Pointing dataset records
======

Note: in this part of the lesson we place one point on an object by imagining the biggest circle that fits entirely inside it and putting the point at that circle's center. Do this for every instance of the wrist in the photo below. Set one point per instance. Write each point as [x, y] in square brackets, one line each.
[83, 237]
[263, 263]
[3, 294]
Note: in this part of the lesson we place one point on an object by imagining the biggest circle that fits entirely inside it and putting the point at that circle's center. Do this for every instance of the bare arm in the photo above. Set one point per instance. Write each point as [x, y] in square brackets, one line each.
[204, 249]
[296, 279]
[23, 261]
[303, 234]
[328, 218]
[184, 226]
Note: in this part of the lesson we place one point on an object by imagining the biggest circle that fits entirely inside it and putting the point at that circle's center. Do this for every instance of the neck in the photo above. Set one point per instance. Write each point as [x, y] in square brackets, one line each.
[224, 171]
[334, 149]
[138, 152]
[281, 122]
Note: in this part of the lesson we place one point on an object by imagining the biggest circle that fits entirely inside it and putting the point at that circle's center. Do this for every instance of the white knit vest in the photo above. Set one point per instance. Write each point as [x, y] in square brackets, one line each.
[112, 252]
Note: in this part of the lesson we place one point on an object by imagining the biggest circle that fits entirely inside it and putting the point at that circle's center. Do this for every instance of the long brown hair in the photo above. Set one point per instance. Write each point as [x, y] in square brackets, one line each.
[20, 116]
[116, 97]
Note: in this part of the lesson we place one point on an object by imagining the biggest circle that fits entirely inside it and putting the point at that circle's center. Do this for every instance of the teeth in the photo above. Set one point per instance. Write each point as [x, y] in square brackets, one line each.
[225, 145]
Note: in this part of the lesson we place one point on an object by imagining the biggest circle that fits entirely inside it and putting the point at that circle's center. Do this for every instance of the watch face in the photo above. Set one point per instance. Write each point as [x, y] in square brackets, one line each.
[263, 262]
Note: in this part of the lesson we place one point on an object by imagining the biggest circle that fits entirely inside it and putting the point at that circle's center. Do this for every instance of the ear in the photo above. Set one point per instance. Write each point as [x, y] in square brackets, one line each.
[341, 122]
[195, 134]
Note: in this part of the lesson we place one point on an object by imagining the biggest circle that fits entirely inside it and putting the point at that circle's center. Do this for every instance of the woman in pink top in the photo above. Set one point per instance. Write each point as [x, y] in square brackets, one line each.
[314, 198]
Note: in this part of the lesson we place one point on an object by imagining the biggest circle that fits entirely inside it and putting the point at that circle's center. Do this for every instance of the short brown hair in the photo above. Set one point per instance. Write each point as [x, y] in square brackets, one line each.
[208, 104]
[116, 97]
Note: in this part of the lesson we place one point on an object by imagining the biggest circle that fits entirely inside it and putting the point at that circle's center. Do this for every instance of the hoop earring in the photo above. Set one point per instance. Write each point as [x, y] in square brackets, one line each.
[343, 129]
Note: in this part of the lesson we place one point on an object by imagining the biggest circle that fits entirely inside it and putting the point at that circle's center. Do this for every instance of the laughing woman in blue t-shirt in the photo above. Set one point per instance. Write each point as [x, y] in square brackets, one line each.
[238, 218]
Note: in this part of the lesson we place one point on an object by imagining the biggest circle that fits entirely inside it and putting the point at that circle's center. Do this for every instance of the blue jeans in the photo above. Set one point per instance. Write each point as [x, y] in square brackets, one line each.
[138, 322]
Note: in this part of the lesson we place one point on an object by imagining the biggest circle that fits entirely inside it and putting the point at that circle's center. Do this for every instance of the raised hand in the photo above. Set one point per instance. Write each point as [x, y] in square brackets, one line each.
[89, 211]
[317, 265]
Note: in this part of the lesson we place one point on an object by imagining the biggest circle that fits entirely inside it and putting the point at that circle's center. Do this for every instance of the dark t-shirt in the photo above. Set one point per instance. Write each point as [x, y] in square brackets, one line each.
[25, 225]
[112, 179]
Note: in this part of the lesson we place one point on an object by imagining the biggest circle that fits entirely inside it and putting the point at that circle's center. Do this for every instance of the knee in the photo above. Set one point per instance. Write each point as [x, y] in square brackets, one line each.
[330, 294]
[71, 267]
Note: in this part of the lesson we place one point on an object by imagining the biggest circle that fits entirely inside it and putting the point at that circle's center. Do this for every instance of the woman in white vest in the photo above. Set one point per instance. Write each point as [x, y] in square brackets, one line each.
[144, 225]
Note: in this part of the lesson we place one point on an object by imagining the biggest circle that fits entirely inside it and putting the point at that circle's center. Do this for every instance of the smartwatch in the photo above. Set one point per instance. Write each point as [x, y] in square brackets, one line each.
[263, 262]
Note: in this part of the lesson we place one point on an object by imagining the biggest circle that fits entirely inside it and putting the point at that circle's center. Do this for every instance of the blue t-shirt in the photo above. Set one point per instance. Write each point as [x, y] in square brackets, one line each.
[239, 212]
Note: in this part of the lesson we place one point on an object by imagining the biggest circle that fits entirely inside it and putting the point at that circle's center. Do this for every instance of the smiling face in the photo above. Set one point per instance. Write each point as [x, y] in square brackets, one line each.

======

Reproduce every record, matching each line exactly.

§ Task output
Note: in this part of the lesson we place one point on an object by imagining the biggest circle that fits entirely inside it and putting the point at that circle's center. Do this for every instance of the wrist in the photo below. Set one point per instance. Write each point as [x, y] in square brackets, one line each.
[83, 237]
[263, 263]
[3, 294]
Note: in this part of the lesson we place one point on an object by imagining the biggest circle that fits entirely inside it and putting the point at that circle's center. Do this for every instance of the bare arm in the photo above. Set one point per instance. Write each point as [x, y] in square brackets, one line each.
[204, 249]
[296, 279]
[23, 261]
[303, 234]
[328, 218]
[184, 226]
Note: in this part of the lesson we place one point on an object by imagining the biggest circle that fits entirely inside it and putting the point at that circle's center. Do this for every instance of the neck in the photo above. Set one point per instance. Write each point as [x, y] in square brackets, one line each.
[224, 171]
[334, 149]
[138, 152]
[281, 122]
Note: in this part of the lesson we place one point on an object by imagining the biggest circle that fits entirely inside it and putting the point at that circle's center. Do this for every instance of the white knit vest in the photo above. Set one point per instance. Write each point as [x, y] in square brackets, one line each.
[112, 252]
Note: in this part of the lesson we place one point on an object by imagining the biggest circle that fits entirely inside it and putting the point at that circle's center. Do this for every instance of the long brown hair in the photo above. Set one point per instance. Write each point as [x, y] in square brackets, one line each.
[20, 116]
[116, 97]
Note: in this part of the lesson we place one point on an object by imagining the biggest circle that fits entirely inside it and putting the point at that circle's center. Do this for every instance of the teeth in the photo above. Set one point per instance. Write each point as [x, y] in square brackets, one line each.
[225, 145]
Note: in this part of the lesson we place one point on an object by imagining the biggest circle that fits entirely inside it and putting the point at that circle's center. Do this for every instance of the watch face in the photo above. Set one point per instance. Write each point as [x, y] in square brackets, one line each.
[263, 262]
Note: in this part of the lesson we place one point on an object by imagining the biggest circle that fits entirely inside it and putting the point at that circle's center. Do this for every instance of the ear in the photo above. Set one point per instance. Write each point as [x, y] in square brackets, one line each.
[341, 122]
[195, 134]
Note: in this part of the lesson we place one point on an object by imagining the biggest circle that fits entirely inside it and putting the point at that circle's center. Do this for every instance of the woman in pink top in the photo above. Set one point per instance. Write each point as [x, y] in square brackets, one line each.
[314, 198]
Note: in this part of the lesson we place one point on an object by imagining the biggest circle that fits entirely inside it and putting the point at that circle's center. Do this for every instance of the short brown hair in the photo above. Set one point per instance. Write each point as [x, y] in square brackets, one line each.
[208, 104]
[116, 97]
Note: in this part of the lesson we place one point on an object by imagining the biggest circle that fits entirely inside it and putting the point at that circle's center. Do this for every instance of the hoop earring in the photo above. Set one point per instance. Write each point as [x, y] in square brackets, one line each.
[343, 129]
Note: in this part of the lesson we place one point on an object by imagining the biggest circle that fits entirely inside it and putting the point at that circle's center. Do this for every instance of the laughing woman in blue t-shirt in the photo above. Set one point per instance. Write each point as [x, y] in square brackets, one line each.
[238, 218]
Note: in this part of the lesson we place one point on an object by imagining the biggest circle that fits entirely inside it and putting the point at that circle's center. Do this for every instance of the blue jeans in the photo above. Set one point per instance. Write each point as [x, y] in square brackets, one line each.
[138, 322]
Note: in this part of the lesson we place one point on an object by imagining the biggest circle that fits entirely inside it and putting the point at that circle's center. Do this for every instance of the raised hand in the photo above. Set one point per instance. Write each point as [x, y] in square brackets, one line each.
[89, 211]
[317, 265]
Note: in this part of the lesson we place one point on an object by imagining the biggest circle that fits entirely inside it and putting the point at that circle's center. Do this for every instance of the dark t-shirt in the photo above. Set one point per instance. Write each point as [x, y] in square brackets, one line each.
[25, 225]
[112, 179]
Note: in this part of the lesson we place one point on an object by imagining the biggest circle that fits entirely inside it and putting the point at that circle's center. Do this for every instance of the knee in the photo above. Set one point per instance. Write each point as [x, y] in square brackets, one line each.
[330, 294]
[71, 267]
Note: in this part of the lesson we place one point on an object by imagining the biggest circle that fits entirely inside it and putting the point at that circle's center. Do this for every instance of the woman in white vest in the photo above. Set one point per instance. Write each point as [x, y] in square brackets, one line each.
[144, 225]
Note: in this part of the lesson we place one point on an object by imagining the biggest circle that fits entirely inside it and putting the point at that circle's center. Do this for every instance of the smartwatch in the photo above. Set one point per instance. Write each point as [x, y] in square brackets, one line each.
[263, 262]
Note: in this part of the lesson we place one point on an object by imagining the biggest circle that fits entirely inside it and putting the point at that circle's center. Do this for every instance of the blue t-shirt in the photo above. Set one point per instance. Write each point as [x, y] in square brackets, one line each.
[239, 212]
Note: in this part of the lesson we place one point on an object by imagining the biggest circle that fits entirely inside it and putting the point at that circle's center. Do this for every instance of the smiling face in the photo above. Set one point per instance. Write each point as [x, y] in square brackets, one line each.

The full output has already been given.